[Some records]
◆ ◆ ◆ ◆ ◆ ◆ ◆

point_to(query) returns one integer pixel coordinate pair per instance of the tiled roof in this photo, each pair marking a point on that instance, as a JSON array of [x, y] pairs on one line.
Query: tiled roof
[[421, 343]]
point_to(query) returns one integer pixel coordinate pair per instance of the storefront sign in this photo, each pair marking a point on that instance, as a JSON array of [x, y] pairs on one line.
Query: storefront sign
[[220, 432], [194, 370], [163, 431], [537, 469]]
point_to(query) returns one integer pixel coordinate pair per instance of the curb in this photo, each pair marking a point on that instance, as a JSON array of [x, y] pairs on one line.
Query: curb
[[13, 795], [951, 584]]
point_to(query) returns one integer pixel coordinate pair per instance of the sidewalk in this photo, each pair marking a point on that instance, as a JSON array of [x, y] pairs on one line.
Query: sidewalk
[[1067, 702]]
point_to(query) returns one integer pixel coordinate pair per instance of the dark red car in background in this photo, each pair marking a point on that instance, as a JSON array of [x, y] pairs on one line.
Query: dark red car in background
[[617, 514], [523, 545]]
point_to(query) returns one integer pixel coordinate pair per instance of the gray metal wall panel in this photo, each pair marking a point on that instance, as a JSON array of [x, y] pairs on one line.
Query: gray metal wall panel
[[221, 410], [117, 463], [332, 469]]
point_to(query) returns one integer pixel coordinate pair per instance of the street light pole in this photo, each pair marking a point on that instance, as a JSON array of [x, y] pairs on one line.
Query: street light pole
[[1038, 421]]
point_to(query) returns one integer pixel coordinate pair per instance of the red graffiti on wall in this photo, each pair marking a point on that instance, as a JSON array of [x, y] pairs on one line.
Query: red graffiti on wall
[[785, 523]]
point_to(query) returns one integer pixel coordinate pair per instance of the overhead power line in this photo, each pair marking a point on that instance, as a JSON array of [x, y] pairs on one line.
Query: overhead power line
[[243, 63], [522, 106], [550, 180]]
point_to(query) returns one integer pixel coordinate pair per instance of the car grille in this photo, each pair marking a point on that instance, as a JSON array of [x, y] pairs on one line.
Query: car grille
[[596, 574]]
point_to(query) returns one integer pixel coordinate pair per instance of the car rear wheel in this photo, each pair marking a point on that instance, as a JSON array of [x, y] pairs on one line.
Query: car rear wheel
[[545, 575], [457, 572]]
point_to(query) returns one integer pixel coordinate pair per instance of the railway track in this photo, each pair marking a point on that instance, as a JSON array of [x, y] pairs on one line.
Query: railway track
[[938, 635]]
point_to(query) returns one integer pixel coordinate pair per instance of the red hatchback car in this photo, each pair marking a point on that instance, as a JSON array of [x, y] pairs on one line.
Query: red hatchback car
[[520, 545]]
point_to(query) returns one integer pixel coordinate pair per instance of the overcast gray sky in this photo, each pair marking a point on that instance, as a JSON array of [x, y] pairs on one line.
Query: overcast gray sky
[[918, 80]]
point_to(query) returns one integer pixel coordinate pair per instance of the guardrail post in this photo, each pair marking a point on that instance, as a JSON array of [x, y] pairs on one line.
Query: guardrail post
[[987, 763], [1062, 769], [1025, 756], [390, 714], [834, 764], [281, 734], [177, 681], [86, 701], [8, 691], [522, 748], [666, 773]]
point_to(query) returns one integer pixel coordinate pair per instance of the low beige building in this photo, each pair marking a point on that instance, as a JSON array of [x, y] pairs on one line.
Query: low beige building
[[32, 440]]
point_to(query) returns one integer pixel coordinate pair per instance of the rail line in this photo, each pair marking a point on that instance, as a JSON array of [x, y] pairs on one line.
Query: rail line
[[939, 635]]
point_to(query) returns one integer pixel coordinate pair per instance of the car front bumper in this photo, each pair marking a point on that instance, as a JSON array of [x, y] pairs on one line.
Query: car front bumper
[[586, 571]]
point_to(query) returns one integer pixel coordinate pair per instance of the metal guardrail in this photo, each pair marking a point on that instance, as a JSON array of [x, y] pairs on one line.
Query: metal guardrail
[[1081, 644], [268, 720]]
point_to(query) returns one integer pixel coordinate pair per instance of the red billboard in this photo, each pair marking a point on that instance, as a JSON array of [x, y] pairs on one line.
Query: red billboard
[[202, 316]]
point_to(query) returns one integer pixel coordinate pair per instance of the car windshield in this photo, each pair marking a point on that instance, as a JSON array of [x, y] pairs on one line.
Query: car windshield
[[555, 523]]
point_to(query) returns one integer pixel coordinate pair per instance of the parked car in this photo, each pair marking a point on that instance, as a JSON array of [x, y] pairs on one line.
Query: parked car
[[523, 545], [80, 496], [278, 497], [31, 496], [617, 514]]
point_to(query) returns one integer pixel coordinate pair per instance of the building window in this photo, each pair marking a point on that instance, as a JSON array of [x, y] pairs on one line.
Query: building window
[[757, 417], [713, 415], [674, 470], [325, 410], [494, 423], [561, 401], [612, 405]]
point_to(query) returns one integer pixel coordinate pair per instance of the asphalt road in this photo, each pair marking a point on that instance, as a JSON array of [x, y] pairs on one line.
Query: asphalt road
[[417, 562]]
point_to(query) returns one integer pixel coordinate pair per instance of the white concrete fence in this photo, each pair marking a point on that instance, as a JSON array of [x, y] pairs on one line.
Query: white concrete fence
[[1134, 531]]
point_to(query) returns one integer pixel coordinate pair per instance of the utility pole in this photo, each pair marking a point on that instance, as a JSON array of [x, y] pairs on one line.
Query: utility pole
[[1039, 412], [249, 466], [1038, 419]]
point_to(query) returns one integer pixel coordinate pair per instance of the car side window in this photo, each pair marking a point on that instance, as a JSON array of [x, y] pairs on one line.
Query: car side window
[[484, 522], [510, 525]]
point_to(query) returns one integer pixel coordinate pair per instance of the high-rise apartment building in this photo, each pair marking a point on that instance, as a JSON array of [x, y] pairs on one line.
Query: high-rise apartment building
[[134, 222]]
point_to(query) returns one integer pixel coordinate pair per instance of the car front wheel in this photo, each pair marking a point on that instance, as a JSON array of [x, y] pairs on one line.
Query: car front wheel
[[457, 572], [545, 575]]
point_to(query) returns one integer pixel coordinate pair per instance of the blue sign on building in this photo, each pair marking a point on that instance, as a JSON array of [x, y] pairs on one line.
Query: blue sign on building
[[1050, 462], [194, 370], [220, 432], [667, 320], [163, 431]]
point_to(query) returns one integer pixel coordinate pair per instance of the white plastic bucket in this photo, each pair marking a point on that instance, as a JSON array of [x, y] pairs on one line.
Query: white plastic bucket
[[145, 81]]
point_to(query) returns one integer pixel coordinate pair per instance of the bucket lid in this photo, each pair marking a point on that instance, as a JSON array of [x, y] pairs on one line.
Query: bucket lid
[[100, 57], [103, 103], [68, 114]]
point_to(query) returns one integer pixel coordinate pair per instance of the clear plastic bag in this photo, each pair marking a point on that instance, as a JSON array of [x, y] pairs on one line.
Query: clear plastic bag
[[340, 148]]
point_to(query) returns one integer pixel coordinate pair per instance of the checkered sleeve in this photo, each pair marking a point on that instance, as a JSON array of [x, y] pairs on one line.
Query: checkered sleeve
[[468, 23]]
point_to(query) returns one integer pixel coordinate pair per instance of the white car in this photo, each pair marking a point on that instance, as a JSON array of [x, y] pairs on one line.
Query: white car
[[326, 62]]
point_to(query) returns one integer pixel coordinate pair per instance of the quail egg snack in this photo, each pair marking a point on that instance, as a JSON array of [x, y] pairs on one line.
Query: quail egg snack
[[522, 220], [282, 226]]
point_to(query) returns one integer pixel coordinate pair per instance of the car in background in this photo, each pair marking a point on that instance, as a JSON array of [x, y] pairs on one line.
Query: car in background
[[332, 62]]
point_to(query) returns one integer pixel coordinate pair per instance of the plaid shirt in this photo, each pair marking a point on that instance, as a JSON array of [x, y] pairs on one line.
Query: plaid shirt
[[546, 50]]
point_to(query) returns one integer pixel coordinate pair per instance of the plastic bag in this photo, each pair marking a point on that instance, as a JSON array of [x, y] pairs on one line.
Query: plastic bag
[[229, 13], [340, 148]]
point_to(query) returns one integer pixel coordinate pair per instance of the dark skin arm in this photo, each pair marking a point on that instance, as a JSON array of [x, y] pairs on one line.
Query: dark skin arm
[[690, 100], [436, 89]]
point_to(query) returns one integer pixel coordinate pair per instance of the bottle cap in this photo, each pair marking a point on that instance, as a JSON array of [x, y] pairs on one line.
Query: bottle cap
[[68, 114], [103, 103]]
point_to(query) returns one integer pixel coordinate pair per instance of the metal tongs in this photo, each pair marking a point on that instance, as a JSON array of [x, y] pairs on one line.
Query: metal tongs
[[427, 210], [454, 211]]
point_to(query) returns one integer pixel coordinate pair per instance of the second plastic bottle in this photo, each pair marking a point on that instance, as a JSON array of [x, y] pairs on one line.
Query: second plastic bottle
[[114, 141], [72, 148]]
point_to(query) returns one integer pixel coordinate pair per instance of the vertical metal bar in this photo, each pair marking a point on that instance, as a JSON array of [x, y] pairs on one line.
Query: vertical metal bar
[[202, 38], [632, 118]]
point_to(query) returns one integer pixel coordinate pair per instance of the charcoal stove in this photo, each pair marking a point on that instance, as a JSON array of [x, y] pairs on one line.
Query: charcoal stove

◆ ◆ ◆ ◆ ◆ ◆ ◆

▶ [DIRECTIVE]: Reproduce word for word everything in the listing from the line containing "the red graffiti" down to the line containing "[[785, 523]]", with both of those lines included.

▶ [REPLY]:
point_to(query) returns one integer pixel coordinate pair per instance of the red graffiti on wall in this photo, each pair marking a point on that instance, as a JSON array of [x, y] pairs on one line.
Query: red graffiti on wall
[[785, 523]]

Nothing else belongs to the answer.